--- THE TASK ---
Your answer should consist of each line from the data below that contains "query".
......
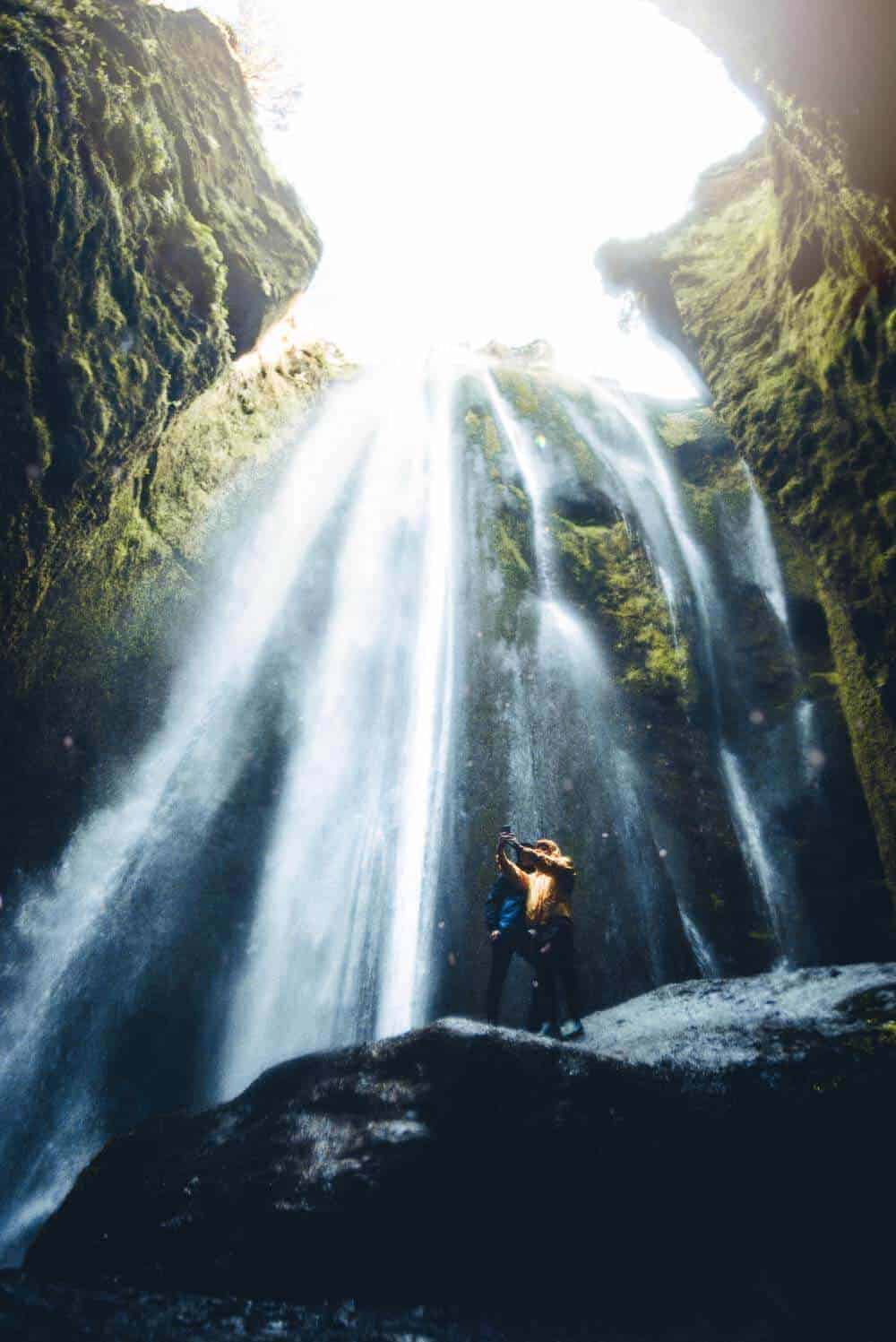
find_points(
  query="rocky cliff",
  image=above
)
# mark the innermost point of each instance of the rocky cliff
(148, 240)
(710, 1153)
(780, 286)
......
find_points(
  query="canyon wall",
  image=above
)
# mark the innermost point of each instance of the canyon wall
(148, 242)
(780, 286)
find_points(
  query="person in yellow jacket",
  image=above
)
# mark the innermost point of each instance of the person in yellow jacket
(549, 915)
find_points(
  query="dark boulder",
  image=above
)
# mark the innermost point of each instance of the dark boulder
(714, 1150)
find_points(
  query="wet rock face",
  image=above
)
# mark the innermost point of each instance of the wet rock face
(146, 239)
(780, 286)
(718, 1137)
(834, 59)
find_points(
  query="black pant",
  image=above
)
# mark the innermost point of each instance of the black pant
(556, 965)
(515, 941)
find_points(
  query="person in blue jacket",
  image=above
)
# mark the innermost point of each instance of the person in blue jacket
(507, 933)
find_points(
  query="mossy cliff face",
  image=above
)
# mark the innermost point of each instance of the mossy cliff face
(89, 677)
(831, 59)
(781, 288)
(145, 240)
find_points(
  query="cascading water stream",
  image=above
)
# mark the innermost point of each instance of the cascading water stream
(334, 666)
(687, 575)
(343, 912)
......
--- THE ANSWER ---
  query="rocky cliff",
  query="canyon wall",
  query="person in yellow jacket",
  query="dark boulder",
  query="wet rock face",
  query="black pant",
  query="person in blue jacket",
  query="mossy cliff face",
  query="cascading water stream",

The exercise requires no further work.